> [Dataset extract]

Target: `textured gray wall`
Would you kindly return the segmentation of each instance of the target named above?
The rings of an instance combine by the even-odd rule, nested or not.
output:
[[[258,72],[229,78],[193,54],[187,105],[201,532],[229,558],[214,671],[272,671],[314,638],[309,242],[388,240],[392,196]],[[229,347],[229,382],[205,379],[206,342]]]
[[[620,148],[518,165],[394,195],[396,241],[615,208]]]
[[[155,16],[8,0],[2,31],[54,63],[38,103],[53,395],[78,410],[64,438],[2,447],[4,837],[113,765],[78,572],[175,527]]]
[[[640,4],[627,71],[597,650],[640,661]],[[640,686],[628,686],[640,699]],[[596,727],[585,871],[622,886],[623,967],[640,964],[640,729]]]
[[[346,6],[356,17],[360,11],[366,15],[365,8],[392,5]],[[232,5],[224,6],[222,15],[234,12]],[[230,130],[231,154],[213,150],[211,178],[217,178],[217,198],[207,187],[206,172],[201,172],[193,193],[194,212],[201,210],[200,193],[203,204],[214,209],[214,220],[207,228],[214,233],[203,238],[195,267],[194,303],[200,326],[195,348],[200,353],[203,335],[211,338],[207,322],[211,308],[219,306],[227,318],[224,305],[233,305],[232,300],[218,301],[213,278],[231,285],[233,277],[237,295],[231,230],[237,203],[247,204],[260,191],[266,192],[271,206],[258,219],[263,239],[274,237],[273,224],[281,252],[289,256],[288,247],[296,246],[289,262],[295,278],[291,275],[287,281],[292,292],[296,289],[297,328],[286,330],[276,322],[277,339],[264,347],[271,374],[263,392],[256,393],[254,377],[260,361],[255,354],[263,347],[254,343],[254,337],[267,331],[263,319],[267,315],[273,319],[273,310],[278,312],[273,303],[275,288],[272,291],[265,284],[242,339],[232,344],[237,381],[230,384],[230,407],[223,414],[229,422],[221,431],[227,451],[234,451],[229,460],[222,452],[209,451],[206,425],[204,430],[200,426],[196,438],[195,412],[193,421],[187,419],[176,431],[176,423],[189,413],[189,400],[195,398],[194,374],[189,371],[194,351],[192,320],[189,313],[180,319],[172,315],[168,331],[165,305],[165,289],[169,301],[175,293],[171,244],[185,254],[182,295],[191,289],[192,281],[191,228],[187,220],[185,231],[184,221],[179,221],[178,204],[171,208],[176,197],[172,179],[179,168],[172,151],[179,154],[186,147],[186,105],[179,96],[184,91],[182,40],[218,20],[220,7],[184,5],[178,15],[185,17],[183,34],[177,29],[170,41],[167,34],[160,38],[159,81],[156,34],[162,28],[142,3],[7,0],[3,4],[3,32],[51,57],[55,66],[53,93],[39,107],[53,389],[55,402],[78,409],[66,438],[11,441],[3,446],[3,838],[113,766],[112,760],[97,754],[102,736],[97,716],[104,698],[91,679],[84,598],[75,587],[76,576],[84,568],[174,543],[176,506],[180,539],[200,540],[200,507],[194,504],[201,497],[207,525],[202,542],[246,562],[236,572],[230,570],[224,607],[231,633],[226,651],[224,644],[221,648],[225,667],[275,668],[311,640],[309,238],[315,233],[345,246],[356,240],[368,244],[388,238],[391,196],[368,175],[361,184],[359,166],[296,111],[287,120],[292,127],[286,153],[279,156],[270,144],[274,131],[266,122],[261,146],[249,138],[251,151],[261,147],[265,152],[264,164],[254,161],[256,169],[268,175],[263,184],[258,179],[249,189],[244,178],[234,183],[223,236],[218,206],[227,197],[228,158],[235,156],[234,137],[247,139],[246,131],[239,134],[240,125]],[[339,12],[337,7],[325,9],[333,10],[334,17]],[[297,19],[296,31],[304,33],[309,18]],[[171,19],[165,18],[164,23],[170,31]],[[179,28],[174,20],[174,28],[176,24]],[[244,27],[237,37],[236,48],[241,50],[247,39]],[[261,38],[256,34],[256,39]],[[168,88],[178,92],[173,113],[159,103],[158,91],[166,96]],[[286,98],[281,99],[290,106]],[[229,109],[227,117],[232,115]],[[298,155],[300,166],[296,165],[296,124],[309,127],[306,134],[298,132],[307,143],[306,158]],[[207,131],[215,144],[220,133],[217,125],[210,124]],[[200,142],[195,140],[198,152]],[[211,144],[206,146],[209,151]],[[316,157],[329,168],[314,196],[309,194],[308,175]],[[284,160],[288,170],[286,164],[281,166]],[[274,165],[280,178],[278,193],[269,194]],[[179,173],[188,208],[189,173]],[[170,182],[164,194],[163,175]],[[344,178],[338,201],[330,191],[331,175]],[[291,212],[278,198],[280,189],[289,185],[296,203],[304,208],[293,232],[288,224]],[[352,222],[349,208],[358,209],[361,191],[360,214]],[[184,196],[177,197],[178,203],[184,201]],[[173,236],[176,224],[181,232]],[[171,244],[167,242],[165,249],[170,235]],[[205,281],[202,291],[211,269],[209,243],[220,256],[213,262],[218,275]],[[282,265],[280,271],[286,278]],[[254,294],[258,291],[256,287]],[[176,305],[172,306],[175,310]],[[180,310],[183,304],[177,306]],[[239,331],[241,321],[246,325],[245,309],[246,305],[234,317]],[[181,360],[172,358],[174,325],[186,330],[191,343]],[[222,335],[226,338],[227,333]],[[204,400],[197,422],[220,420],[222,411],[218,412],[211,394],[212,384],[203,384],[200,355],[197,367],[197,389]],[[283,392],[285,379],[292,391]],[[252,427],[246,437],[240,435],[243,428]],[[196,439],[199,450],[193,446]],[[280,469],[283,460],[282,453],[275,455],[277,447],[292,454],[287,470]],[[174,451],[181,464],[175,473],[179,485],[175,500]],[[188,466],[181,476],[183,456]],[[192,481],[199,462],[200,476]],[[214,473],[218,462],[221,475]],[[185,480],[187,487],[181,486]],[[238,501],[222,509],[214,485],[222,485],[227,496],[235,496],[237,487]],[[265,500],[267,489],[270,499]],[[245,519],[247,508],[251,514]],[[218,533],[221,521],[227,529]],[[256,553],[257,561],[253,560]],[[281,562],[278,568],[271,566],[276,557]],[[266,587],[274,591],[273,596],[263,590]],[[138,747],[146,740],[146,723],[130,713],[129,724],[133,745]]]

> [What you are asked to do]
Would you return every line of the data above exactly?

> [Exercise response]
Target: `textured gray wall`
Would you kindly return the segmentation of each instance of the target named above?
The rings of an instance combine by the even-odd rule, nested or not.
output:
[[[258,72],[229,78],[193,54],[187,105],[201,532],[229,558],[214,671],[272,671],[314,638],[309,242],[388,240],[392,196]],[[229,347],[229,382],[205,379],[206,342]]]
[[[620,148],[518,165],[394,195],[396,241],[615,208]]]
[[[155,16],[8,0],[2,31],[54,63],[38,103],[53,395],[78,410],[64,438],[2,447],[4,837],[113,765],[78,572],[175,527]]]
[[[640,4],[627,71],[597,650],[640,661]],[[640,686],[628,686],[640,699]],[[596,727],[585,871],[622,886],[623,967],[640,964],[640,729]]]
[[[346,6],[356,17],[360,11],[366,15],[365,8],[392,5]],[[232,5],[224,6],[222,15],[234,12]],[[230,130],[231,154],[213,150],[211,178],[217,178],[217,198],[207,187],[206,172],[201,172],[193,193],[194,212],[201,210],[200,193],[203,204],[214,209],[214,220],[207,228],[214,233],[203,238],[195,267],[194,303],[200,326],[195,348],[200,353],[203,335],[211,338],[207,322],[211,308],[219,306],[227,318],[224,305],[233,305],[232,300],[218,301],[213,278],[231,285],[233,277],[237,295],[231,230],[237,203],[247,204],[260,191],[266,192],[271,206],[258,219],[263,239],[274,237],[273,224],[281,252],[289,256],[288,247],[296,246],[289,262],[295,278],[291,275],[287,281],[292,292],[296,289],[297,328],[286,330],[276,322],[277,339],[264,347],[271,374],[263,392],[256,393],[254,377],[260,361],[255,354],[263,347],[254,343],[254,337],[267,331],[263,319],[267,315],[273,319],[273,310],[278,312],[273,303],[275,288],[272,291],[265,284],[242,339],[232,344],[237,381],[230,384],[230,407],[223,414],[229,422],[221,431],[227,451],[234,451],[229,460],[222,452],[209,451],[206,425],[204,430],[200,426],[196,438],[195,412],[193,421],[187,419],[176,431],[176,423],[189,413],[189,400],[195,398],[194,374],[189,371],[194,351],[192,320],[189,313],[180,319],[172,315],[168,331],[165,305],[165,289],[169,301],[175,293],[171,244],[185,254],[182,295],[191,289],[192,281],[191,228],[187,220],[185,231],[184,221],[179,221],[178,204],[171,208],[176,197],[172,179],[179,168],[172,151],[179,154],[186,147],[186,105],[179,96],[184,91],[182,40],[218,20],[220,7],[184,5],[178,15],[185,17],[183,34],[177,29],[170,41],[167,34],[160,38],[159,81],[156,34],[162,28],[142,3],[7,0],[3,4],[3,32],[51,57],[55,66],[53,93],[39,107],[53,389],[55,402],[78,409],[66,438],[11,441],[3,446],[3,838],[113,766],[112,760],[97,754],[102,736],[97,716],[104,698],[91,679],[84,598],[75,587],[76,576],[84,568],[174,543],[176,506],[180,539],[200,540],[200,507],[194,504],[201,497],[207,525],[202,542],[246,562],[236,572],[230,570],[224,607],[231,633],[226,651],[224,644],[221,648],[225,667],[275,668],[311,640],[309,238],[315,233],[345,246],[356,240],[368,244],[388,238],[391,196],[368,175],[361,184],[359,166],[296,111],[287,120],[292,127],[286,153],[279,156],[270,144],[274,131],[266,122],[261,146],[249,138],[251,151],[261,147],[265,152],[264,164],[254,161],[256,169],[268,175],[263,184],[258,179],[249,189],[244,178],[234,183],[223,236],[218,206],[227,197],[228,158],[235,156],[234,137],[247,139],[246,131],[239,134],[240,125]],[[339,12],[337,7],[325,9],[333,10],[334,17]],[[297,19],[296,31],[304,33],[309,18]],[[171,19],[165,18],[164,23],[170,31]],[[179,28],[174,20],[174,28],[176,24]],[[244,27],[237,37],[236,48],[241,50],[247,39]],[[261,38],[256,34],[256,39]],[[168,88],[178,92],[173,113],[159,103],[158,91],[166,96]],[[286,98],[281,99],[290,106]],[[229,109],[227,117],[232,115]],[[298,155],[300,166],[296,165],[296,124],[309,127],[306,134],[298,132],[307,143],[306,158]],[[207,131],[215,144],[220,133],[217,125],[210,124]],[[200,142],[195,140],[198,152]],[[211,144],[206,146],[209,151]],[[316,157],[329,168],[314,196],[309,194],[308,175]],[[284,160],[288,170],[286,164],[281,166]],[[274,165],[280,178],[278,193],[269,194]],[[179,173],[188,208],[189,173]],[[170,182],[164,194],[163,175]],[[344,178],[338,201],[330,191],[331,175]],[[291,212],[278,198],[280,189],[289,185],[296,203],[304,208],[293,232],[288,224]],[[352,222],[349,208],[358,209],[361,191],[360,214]],[[184,196],[177,197],[178,203],[184,201]],[[173,236],[176,224],[181,232]],[[171,244],[167,242],[165,249],[170,235]],[[205,281],[202,291],[211,269],[209,243],[220,256],[213,262],[218,275]],[[282,265],[280,271],[286,278]],[[254,294],[258,291],[256,287]],[[176,305],[172,306],[175,310]],[[180,310],[183,304],[177,306]],[[239,331],[241,321],[246,325],[245,309],[246,305],[234,317]],[[181,360],[172,358],[174,325],[186,330],[191,343]],[[222,335],[226,338],[227,333]],[[204,400],[197,422],[220,420],[222,411],[218,412],[211,394],[212,384],[203,384],[200,355],[197,367],[197,389]],[[283,392],[285,379],[292,391]],[[252,427],[246,437],[240,435],[243,428]],[[196,439],[199,450],[193,446]],[[280,469],[283,460],[282,453],[275,455],[277,447],[292,454],[287,470]],[[174,451],[181,464],[175,473],[179,485],[175,500]],[[188,466],[181,476],[183,456]],[[192,481],[199,462],[200,476]],[[214,473],[218,462],[221,475]],[[185,480],[187,487],[181,486]],[[238,501],[222,509],[214,485],[222,485],[227,496],[235,496],[237,487]],[[265,500],[267,489],[270,499]],[[245,519],[247,508],[251,514]],[[218,533],[221,521],[227,529]],[[256,553],[257,561],[253,560]],[[281,562],[278,568],[271,566],[276,557]],[[266,587],[274,591],[273,596],[263,590]],[[138,747],[146,740],[146,723],[130,713],[129,724],[133,745]]]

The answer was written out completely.